## Exercise requirements
Rewrite every line of the entries below as one numbered list, skipping any blank lines.

-- Data rows start --

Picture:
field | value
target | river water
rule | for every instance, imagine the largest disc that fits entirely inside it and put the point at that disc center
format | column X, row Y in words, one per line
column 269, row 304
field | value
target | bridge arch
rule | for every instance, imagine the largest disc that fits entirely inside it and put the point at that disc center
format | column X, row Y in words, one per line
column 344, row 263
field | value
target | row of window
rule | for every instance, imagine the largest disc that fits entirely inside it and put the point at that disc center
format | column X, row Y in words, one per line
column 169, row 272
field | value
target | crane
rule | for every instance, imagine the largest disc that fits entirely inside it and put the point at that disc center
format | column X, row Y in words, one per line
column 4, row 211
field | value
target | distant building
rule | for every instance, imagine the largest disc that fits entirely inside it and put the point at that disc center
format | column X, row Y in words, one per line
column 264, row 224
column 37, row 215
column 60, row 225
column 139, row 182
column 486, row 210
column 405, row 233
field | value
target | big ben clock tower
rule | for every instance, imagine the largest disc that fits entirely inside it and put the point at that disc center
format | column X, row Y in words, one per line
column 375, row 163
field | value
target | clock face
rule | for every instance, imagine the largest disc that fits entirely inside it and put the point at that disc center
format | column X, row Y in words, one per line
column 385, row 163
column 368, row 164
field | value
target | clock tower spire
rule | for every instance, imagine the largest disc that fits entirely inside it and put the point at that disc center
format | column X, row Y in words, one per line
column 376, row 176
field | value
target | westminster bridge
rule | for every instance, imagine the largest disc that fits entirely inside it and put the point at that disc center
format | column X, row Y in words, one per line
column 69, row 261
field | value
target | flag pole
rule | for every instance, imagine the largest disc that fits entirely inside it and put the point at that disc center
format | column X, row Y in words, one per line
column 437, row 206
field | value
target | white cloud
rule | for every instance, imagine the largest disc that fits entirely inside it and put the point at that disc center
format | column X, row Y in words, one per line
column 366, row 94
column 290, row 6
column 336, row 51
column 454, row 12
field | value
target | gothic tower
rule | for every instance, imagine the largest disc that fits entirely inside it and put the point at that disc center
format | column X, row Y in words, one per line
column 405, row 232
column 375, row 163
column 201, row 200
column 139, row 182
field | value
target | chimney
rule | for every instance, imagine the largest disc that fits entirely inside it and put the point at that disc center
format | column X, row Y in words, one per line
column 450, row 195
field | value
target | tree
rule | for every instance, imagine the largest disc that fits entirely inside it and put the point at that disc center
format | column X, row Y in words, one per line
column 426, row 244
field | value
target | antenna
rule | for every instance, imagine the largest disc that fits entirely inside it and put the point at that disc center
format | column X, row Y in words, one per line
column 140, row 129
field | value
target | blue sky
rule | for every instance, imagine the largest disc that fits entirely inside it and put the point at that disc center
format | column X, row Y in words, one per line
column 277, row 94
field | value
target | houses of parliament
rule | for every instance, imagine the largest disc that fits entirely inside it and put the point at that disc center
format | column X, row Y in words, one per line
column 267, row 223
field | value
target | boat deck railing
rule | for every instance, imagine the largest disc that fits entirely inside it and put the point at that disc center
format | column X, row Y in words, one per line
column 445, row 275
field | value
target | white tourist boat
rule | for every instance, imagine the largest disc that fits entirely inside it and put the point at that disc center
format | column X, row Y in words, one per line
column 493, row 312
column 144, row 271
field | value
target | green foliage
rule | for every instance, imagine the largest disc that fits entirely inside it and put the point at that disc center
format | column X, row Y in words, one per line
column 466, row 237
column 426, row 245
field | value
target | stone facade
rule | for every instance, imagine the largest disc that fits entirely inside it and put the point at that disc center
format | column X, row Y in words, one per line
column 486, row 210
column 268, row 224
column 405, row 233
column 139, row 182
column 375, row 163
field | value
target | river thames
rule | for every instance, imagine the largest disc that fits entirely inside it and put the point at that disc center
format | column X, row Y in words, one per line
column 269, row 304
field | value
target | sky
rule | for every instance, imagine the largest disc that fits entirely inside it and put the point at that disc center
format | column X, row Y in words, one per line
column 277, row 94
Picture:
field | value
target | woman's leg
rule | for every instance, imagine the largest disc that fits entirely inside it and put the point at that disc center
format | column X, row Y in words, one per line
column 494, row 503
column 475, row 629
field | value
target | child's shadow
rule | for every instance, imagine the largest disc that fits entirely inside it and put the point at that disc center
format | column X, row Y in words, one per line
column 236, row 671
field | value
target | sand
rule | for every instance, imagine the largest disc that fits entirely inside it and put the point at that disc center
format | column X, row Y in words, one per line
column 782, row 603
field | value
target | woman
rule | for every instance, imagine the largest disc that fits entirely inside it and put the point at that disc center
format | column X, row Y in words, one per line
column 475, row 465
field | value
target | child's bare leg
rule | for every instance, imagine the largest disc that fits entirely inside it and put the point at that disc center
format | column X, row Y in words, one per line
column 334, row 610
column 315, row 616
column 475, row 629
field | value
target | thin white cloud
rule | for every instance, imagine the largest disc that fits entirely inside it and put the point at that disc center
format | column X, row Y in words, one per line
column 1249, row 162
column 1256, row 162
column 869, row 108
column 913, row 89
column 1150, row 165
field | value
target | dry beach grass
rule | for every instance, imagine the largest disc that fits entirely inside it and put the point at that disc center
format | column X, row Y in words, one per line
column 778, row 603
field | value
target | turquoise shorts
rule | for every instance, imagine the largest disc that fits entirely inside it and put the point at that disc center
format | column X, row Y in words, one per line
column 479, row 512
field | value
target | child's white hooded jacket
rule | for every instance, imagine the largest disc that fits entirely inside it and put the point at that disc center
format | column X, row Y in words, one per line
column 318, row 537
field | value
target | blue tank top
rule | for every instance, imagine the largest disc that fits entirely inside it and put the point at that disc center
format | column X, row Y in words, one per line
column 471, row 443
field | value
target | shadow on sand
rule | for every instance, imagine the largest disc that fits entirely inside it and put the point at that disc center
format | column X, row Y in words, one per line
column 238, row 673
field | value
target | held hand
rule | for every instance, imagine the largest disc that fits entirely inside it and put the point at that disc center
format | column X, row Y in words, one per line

-- Data rows end --

## Response
1. Picture:
2. field | value
3. target | river water
4. rule | for every instance, imagine the largest disc that fits entirely inside it and put the point at that disc center
5. format | column X, row Y in words, one per line
6. column 269, row 304
7. field | value
8. target | bridge arch
9. rule | for every instance, imagine the largest disc that fits entirely inside it and put the point at that disc center
10. format | column X, row Y in words, one per line
11. column 344, row 263
12. field | value
13. target | row of window
14. rule | for every instance, imagine the largest disc that fits entirely inside it and put the point at that disc center
15. format | column X, row Y in words, one per line
16. column 169, row 272
17. field | value
18. target | crane
19. rule | for every instance, imagine the largest disc that fits entirely inside it and put the point at that disc center
20. format | column X, row Y in words, one per line
21. column 4, row 211
22. field | value
23. target | distant building
24. rule | for every instance, imagine the largest disc that fits entirely inside it and put the point at that disc center
25. format | column X, row Y in words, one per line
26. column 264, row 224
27. column 37, row 215
28. column 60, row 225
29. column 139, row 182
30. column 486, row 210
31. column 405, row 233
32. field | value
33. target | big ben clock tower
34. rule | for every instance, imagine the largest disc that fits entirely inside it and put the point at that disc center
35. format | column X, row Y in words, one per line
36. column 375, row 163
37. field | value
38. target | clock face
39. rule | for every instance, imagine the largest disc that fits entirely inside it and put the point at that disc center
40. format | column X, row Y in words, one per line
41. column 385, row 163
42. column 368, row 164
43. field | value
44. target | clock tower spire
45. rule | for every instance, imagine the largest disc that fits entirely inside it and put the point at that disc center
46. format | column X, row Y in words, one per line
47. column 376, row 176
48. field | value
49. target | westminster bridge
50. rule | for every instance, imagine the largest disc that fits entirely inside it and put the point at that disc center
51. format | column X, row Y in words, one per line
52. column 69, row 261
53. field | value
54. target | flag pole
55. rule | for every instance, imagine the largest disc that fits entirely inside it and put the point at that disc center
56. format | column X, row Y in words, one per line
57. column 437, row 206
58. field | value
59. target | white cloud
60. rule | for every instance, imagine the largest disc that fits entirely inside it and put the point at that disc center
61. format | column X, row Y in words, one per line
62. column 366, row 94
63. column 290, row 6
64. column 336, row 51
65. column 454, row 12
66. field | value
67. target | gothic tower
68. rule | for every instance, imagine the largest disc that fits entirely inside it and put the point at that disc center
69. format | column X, row Y in words, one per line
70. column 405, row 232
71. column 375, row 163
72. column 201, row 200
73. column 139, row 182
74. field | value
75. target | chimney
76. rule | for every instance, imagine the largest disc that fits entirely inside it and put the point at that disc center
77. format | column X, row Y in words, one per line
78. column 450, row 195
79. field | value
80. target | tree
81. rule | for every instance, imagine the largest disc that fits entirely inside it and put the point at that disc center
82. format | column X, row Y in words, one per line
83. column 426, row 244
84. field | value
85. target | antenna
86. rule | for every instance, imagine the largest disc that fits entirely inside it and put the point at that disc center
87. format | column X, row Y in words, one per line
88. column 140, row 129
89. field | value
90. target | blue sky
91. rule | for every instance, imagine the largest disc that fits entirely inside it and put the point at that disc center
92. format | column X, row Y in words, one per line
93. column 277, row 94
94. field | value
95. target | houses of parliament
96. rule | for every instance, imagine the largest disc that fits entirely inside it and put the point at that disc center
97. format | column X, row Y in words, one per line
98. column 267, row 223
99. field | value
100. target | boat deck railing
101. rule | for every instance, imagine the largest disc that fits entirely inside it and put the point at that disc center
102. format | column X, row Y in words, one per line
103. column 445, row 275
104. field | value
105. target | white tourist boat
106. rule | for every instance, imagine the largest disc that fits entirely inside it and put the point at that disc center
107. format | column X, row Y in words, one per line
108. column 493, row 312
109. column 144, row 271
110. field | value
111. target | green foliage
112. rule | for every instance, imagine the largest disc that fits entirely inside it and put the point at that disc center
113. format | column X, row Y in words, one per line
114. column 466, row 237
115. column 426, row 245
116. field | value
117. target | stone facade
118. rule | for every instance, imagine the largest disc that fits entirely inside it and put the point at that disc center
119. format | column X, row Y in words, one per line
120. column 486, row 210
121. column 268, row 224
122. column 405, row 233
123. column 139, row 182
124. column 375, row 163
125. field | value
126. target | river thames
127. rule | for every instance, imagine the largest disc that fits entirely inside it and put the point at that disc center
128. format | column X, row Y in words, one per line
129. column 269, row 304
130. field | value
131. target | sky
132. rule | for every instance, imagine the largest disc that fits entirely inside it and put the point at that disc center
133. format | column X, row Y in words, one per line
134. column 277, row 94
135. Picture:
136. field | value
137. target | woman's leg
138. rule | for every instance, imagine the largest disc that fits entirely inside it and put the point at that disc center
139. format | column X, row Y in words, one per line
140. column 494, row 503
141. column 475, row 629
142. field | value
143. target | child's shadow
144. rule | for every instance, imagine the largest disc that fits entirely inside it and put the point at that disc center
145. format | column X, row Y in words, one per line
146. column 236, row 671
147. field | value
148. target | sand
149. rule | for every instance, imagine the largest disc that fits entirely inside it and put the point at that disc center
150. format | column X, row Y in words, one per line
151. column 782, row 603
152. field | value
153. target | woman
154. rule | for every instance, imagine the largest disc that fits entirely inside it and put the point at that disc center
155. format | column X, row Y in words, one per line
156. column 475, row 465
157. field | value
158. target | child's bare leg
159. rule | for every instance, imagine the largest disc that fits entirely inside it and put the point at that disc center
160. format | column X, row Y in words, one per line
161. column 334, row 610
162. column 315, row 616
163. column 475, row 629
164. field | value
165. target | thin white cloud
166. rule | for every instance, imagine the largest disc that fits entirely inside it and put the point at that disc center
167. format | column X, row Y in words, one per line
168. column 1249, row 162
169. column 1256, row 162
170. column 869, row 108
171. column 913, row 89
172. column 1150, row 165
173. field | value
174. target | dry beach grass
175. rule | for every instance, imagine the largest disc that fits entirely inside it and put the point at that disc center
176. format | column X, row Y in words, one per line
177. column 778, row 603
178. field | value
179. target | turquoise shorts
180. rule | for every instance, imagine the largest disc that fits entirely inside it and put the point at that disc center
181. format | column X, row Y in words, one per line
182. column 479, row 512
183. field | value
184. target | child's white hooded jacket
185. rule | for every instance, imagine the largest disc that fits entirely inside it and put the point at that disc center
186. format | column X, row Y in words, one per line
187. column 318, row 537
188. field | value
189. target | blue tank top
190. rule | for every instance, imagine the largest disc that fits entirely inside it and put the point at that disc center
191. format | column X, row Y in words, one per line
192. column 471, row 443
193. field | value
194. target | shadow on sand
195. rule | for every instance, imagine the largest disc that fits entirely inside it and put the point at that disc center
196. format | column X, row Y in words, one per line
197. column 238, row 673
198. field | value
199. target | held hand
200. rule | for every instance, imagine the largest disc that fits entirely inside it and put the point at that disc center
201. format | column X, row Y in words, one per line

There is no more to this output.